### WHAT THIS TASK INVOLVES
Reproduce the records verbatim, beginning at the line containing "bbox request wooden post" and continuing through the line containing "[179,50,188,66]", both ends included.

--- PROVIDED RECORDS ---

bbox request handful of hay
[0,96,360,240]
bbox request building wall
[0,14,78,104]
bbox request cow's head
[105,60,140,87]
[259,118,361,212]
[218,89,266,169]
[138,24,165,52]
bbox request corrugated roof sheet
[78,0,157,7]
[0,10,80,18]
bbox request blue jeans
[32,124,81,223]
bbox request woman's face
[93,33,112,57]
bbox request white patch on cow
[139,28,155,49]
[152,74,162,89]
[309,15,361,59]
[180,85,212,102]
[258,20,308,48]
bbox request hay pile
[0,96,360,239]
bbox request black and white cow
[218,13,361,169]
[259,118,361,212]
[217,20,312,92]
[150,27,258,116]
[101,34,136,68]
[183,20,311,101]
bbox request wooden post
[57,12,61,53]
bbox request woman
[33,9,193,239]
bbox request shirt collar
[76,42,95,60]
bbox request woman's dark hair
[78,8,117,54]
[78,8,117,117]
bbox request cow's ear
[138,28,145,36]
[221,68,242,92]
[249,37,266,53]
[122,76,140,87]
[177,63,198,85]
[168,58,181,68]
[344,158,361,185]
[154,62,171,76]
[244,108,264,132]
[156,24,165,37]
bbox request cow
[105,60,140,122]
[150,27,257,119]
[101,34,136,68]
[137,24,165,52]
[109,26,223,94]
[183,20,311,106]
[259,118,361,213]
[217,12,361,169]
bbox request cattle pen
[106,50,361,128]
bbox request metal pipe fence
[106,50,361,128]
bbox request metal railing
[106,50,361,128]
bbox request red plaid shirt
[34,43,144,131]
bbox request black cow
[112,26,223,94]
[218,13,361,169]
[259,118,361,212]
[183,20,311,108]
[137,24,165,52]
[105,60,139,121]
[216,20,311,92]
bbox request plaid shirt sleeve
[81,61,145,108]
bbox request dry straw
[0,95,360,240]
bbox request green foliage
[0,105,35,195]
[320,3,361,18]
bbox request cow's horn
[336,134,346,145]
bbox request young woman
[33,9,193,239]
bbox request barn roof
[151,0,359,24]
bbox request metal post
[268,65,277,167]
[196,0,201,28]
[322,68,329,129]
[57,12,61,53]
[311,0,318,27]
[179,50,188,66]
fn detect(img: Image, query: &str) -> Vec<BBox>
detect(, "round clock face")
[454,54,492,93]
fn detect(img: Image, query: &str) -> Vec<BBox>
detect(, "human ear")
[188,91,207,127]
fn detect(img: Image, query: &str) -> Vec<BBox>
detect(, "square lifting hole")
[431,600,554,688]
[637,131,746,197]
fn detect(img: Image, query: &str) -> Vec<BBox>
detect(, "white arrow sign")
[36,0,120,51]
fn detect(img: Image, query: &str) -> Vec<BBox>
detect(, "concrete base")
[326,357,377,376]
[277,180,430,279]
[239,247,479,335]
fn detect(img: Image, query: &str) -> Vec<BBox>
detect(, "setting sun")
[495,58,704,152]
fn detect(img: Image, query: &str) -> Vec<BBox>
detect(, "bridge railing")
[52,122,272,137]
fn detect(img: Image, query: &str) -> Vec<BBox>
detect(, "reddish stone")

---

### THE COMPLETED TASK
bbox request wooden post
[57,12,61,53]
bbox request woman
[33,9,193,239]
bbox request shirt collar
[76,42,95,60]
bbox request woman's dark hair
[78,8,117,54]
[78,8,117,117]
bbox request cow's ear
[138,28,145,36]
[221,68,242,92]
[249,37,266,53]
[122,76,140,87]
[177,63,198,85]
[168,58,181,68]
[344,158,361,185]
[154,62,171,76]
[244,108,264,132]
[156,24,165,37]
bbox request cow
[105,60,140,122]
[150,27,257,119]
[101,34,136,68]
[137,24,165,52]
[109,26,223,94]
[183,20,311,106]
[259,118,361,213]
[217,12,361,169]
bbox request cattle pen
[106,50,361,128]
bbox request metal pipe fence
[106,50,361,128]
bbox request metal railing
[106,50,361,128]
bbox request red plaid shirt
[34,43,144,131]
bbox request black cow
[112,26,223,94]
[218,13,361,169]
[259,118,361,212]
[183,20,311,108]
[137,24,165,52]
[105,60,139,121]
[216,20,311,92]
bbox request plaid shirt sleeve
[81,61,145,108]
bbox request dry straw
[0,95,360,240]
bbox request green foliage
[0,105,35,195]
[320,3,361,18]
bbox request cow's horn
[336,134,346,145]
bbox request young woman
[33,9,193,239]
bbox request barn roof
[151,0,359,24]
bbox request metal post
[268,65,277,167]
[196,0,201,28]
[322,68,329,129]
[57,12,61,53]
[311,0,318,27]
[179,50,188,66]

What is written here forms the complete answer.